● Your task
Looking at the data that follows, count the lines containing the word "control" and write down only that count.

● Stored data
* * * * * * *

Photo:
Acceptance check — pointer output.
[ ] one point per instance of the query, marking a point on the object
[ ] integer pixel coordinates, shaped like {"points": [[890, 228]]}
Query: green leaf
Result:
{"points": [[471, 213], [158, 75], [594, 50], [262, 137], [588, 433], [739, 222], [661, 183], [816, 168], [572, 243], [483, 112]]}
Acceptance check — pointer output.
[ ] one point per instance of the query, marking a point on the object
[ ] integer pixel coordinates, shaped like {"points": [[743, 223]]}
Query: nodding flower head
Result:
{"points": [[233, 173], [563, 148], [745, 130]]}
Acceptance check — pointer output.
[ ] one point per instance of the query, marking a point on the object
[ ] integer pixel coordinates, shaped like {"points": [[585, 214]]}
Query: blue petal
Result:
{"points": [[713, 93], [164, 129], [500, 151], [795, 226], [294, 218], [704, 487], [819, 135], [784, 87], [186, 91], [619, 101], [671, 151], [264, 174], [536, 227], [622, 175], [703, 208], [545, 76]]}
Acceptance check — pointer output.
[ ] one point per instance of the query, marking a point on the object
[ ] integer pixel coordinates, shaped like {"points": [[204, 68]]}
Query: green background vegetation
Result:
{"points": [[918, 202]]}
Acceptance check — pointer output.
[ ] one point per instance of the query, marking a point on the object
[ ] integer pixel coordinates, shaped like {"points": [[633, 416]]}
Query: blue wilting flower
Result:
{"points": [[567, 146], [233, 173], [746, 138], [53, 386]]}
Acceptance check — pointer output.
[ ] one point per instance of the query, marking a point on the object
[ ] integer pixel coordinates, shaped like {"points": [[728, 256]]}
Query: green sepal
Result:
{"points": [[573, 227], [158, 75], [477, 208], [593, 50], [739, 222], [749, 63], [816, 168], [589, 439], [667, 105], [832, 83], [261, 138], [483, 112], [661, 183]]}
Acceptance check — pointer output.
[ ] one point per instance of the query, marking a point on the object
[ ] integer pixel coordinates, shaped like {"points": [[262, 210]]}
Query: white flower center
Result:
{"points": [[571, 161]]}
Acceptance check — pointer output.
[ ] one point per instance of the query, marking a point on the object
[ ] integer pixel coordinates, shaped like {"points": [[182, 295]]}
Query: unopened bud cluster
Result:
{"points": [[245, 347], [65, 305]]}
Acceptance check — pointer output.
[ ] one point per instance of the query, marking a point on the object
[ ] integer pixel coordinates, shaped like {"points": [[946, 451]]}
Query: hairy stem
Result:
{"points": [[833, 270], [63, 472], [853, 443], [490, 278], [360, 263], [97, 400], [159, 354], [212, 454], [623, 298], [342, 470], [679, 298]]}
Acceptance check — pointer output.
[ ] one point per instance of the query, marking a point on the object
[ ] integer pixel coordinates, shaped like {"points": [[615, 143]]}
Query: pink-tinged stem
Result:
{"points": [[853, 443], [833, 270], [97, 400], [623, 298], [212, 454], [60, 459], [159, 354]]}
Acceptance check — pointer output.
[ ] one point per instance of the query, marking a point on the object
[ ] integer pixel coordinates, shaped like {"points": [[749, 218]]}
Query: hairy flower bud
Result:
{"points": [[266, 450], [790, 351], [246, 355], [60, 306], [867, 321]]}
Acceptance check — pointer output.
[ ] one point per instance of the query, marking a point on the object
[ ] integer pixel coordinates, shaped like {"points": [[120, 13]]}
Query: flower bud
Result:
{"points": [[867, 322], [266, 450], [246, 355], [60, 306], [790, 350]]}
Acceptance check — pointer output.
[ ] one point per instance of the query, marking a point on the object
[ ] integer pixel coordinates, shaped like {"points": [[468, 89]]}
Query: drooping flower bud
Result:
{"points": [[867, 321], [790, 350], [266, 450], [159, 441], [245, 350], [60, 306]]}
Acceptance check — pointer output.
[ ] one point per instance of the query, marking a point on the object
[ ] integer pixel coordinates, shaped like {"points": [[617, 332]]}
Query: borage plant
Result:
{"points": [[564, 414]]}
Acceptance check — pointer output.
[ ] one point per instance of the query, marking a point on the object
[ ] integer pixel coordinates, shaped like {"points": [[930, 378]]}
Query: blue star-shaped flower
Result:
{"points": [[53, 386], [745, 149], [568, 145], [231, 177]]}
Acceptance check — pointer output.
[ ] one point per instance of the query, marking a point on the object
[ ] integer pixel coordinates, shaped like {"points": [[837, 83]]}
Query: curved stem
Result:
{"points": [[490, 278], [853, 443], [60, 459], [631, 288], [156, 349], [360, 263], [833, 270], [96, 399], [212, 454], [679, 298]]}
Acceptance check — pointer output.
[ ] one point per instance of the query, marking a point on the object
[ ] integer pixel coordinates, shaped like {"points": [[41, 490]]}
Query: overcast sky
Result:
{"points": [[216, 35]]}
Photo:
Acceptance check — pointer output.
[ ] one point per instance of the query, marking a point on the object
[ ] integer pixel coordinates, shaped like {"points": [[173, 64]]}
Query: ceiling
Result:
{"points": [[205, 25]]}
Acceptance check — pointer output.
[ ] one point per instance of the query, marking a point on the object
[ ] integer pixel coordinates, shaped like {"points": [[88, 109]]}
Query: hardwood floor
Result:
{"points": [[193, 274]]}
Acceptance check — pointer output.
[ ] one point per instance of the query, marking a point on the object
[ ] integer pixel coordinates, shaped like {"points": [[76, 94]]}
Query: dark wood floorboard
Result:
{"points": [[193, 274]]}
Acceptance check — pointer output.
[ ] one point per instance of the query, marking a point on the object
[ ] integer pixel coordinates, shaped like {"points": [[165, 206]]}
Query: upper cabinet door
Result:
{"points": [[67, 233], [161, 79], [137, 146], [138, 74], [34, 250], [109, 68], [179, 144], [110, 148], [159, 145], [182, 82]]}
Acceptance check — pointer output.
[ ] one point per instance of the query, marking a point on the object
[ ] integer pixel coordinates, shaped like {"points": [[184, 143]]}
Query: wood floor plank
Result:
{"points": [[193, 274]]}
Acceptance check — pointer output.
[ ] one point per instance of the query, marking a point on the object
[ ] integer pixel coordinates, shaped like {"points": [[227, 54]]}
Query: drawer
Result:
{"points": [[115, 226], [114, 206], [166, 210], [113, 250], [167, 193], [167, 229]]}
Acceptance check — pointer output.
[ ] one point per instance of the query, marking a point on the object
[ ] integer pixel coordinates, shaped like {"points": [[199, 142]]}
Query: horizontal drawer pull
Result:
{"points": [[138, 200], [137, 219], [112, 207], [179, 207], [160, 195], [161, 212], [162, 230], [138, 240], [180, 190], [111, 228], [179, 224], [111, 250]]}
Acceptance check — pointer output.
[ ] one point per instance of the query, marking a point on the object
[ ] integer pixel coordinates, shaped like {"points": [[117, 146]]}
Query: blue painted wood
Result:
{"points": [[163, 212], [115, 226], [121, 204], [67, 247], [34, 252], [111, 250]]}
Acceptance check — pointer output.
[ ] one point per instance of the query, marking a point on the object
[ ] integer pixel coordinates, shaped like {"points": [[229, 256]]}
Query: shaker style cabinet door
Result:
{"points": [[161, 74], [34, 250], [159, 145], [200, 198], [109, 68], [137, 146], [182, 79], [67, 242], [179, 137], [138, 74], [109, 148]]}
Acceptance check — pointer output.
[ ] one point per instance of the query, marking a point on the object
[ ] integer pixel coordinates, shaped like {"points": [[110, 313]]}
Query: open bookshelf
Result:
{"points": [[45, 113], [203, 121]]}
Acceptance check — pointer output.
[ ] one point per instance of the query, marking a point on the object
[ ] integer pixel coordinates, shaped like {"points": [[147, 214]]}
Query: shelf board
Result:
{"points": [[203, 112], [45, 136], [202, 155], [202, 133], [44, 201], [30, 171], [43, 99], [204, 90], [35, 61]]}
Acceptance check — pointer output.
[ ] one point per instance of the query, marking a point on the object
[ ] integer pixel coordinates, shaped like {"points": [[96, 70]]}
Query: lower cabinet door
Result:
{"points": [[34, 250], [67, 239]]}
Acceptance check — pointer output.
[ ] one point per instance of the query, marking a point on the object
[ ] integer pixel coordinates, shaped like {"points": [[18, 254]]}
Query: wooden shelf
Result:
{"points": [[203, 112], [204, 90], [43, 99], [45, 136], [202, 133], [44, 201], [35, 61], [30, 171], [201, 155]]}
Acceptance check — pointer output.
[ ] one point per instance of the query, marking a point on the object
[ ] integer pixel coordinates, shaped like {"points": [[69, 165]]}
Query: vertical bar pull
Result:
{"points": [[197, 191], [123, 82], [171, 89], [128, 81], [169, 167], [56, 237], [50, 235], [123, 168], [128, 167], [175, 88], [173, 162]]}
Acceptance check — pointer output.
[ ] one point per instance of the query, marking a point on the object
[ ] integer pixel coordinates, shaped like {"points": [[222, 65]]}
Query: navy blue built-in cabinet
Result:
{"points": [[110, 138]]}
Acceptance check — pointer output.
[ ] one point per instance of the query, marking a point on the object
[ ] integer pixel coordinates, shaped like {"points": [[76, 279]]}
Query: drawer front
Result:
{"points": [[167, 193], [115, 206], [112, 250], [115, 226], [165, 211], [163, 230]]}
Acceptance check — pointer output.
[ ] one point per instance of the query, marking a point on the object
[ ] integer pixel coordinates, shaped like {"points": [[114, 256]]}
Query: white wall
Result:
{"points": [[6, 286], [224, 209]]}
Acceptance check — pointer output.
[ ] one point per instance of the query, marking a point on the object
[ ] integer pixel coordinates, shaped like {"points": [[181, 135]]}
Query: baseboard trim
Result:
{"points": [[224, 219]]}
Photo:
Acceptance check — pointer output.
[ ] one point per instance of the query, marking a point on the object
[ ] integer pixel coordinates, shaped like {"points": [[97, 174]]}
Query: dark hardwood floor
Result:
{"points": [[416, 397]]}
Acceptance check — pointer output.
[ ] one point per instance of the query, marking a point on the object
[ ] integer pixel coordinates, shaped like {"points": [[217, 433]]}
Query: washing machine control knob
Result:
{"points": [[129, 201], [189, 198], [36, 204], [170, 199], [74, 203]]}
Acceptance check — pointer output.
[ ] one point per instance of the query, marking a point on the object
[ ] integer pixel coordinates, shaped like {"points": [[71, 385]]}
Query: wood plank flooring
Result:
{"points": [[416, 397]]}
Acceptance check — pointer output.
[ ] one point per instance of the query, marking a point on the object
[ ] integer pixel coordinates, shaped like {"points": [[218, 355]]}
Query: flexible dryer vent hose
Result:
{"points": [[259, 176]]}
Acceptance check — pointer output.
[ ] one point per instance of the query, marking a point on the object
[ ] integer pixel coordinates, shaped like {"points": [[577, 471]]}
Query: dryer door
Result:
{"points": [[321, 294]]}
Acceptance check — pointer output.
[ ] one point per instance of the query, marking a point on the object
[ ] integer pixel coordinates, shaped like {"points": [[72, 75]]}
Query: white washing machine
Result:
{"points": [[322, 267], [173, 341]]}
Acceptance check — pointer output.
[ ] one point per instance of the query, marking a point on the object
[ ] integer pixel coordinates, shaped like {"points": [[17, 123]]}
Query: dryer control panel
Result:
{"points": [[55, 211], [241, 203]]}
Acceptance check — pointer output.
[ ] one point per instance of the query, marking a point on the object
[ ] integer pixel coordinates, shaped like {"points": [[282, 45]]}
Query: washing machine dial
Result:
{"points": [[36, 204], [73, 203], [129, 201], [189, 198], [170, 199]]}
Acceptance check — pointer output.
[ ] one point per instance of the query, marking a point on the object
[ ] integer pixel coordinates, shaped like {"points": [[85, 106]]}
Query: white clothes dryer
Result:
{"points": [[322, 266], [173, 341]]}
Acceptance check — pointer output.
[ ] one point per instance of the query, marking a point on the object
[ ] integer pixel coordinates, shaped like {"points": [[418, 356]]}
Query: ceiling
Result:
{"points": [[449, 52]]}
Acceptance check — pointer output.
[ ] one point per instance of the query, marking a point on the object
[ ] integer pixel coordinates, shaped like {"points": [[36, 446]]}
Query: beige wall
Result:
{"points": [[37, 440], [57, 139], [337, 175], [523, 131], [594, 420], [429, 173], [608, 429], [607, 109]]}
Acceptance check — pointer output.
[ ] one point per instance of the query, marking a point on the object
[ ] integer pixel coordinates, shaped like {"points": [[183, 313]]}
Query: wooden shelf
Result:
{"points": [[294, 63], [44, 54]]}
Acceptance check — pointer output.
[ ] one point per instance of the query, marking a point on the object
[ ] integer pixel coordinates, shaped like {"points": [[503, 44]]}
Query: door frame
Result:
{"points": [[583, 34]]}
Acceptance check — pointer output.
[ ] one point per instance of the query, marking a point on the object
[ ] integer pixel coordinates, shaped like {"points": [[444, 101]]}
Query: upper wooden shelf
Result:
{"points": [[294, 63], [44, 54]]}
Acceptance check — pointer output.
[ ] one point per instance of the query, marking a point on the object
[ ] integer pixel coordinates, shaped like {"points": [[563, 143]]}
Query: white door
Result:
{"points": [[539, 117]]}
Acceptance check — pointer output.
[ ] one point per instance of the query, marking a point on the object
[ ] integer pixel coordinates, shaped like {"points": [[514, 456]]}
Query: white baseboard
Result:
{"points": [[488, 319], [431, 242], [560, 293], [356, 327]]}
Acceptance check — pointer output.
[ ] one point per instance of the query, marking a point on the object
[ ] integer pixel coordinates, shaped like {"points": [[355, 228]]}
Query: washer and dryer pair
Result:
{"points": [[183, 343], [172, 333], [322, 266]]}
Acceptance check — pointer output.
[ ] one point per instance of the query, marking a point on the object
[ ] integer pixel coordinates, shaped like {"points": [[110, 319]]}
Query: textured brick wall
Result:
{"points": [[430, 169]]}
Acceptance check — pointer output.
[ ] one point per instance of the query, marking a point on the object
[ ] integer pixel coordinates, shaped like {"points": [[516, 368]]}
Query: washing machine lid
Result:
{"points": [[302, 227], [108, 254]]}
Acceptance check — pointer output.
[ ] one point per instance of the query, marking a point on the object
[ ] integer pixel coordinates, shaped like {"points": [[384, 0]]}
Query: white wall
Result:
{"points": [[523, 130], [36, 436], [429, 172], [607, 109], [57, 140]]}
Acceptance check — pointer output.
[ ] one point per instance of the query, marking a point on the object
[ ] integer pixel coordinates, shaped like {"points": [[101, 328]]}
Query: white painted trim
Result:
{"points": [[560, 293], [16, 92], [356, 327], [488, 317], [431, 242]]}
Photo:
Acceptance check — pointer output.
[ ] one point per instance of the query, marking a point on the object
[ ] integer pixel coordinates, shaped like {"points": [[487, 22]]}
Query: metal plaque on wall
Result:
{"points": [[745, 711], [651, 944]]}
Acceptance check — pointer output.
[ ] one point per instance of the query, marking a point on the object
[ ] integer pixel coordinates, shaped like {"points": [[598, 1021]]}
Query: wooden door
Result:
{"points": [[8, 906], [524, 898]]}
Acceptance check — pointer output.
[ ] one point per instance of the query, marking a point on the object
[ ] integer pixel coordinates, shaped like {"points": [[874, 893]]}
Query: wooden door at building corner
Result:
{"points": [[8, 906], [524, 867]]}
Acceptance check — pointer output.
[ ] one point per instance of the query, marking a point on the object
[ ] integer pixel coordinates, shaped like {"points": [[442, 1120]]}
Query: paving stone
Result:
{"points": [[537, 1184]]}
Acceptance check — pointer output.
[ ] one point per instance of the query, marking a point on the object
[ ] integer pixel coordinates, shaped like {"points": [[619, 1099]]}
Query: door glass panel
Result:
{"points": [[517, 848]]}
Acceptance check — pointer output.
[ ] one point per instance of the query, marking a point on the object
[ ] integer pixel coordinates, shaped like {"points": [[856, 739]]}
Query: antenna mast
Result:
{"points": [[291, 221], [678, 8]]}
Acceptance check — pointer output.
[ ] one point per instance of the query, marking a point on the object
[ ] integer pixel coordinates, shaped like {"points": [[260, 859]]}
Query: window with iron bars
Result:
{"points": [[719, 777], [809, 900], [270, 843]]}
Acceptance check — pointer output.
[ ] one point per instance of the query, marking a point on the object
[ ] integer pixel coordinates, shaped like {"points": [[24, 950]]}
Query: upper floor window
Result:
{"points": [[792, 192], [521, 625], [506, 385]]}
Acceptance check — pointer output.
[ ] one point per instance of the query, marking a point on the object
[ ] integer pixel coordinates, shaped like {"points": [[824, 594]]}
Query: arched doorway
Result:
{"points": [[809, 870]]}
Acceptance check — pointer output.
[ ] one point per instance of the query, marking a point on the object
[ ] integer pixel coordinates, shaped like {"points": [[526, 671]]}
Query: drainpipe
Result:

* * * * * * *

● Exercise response
2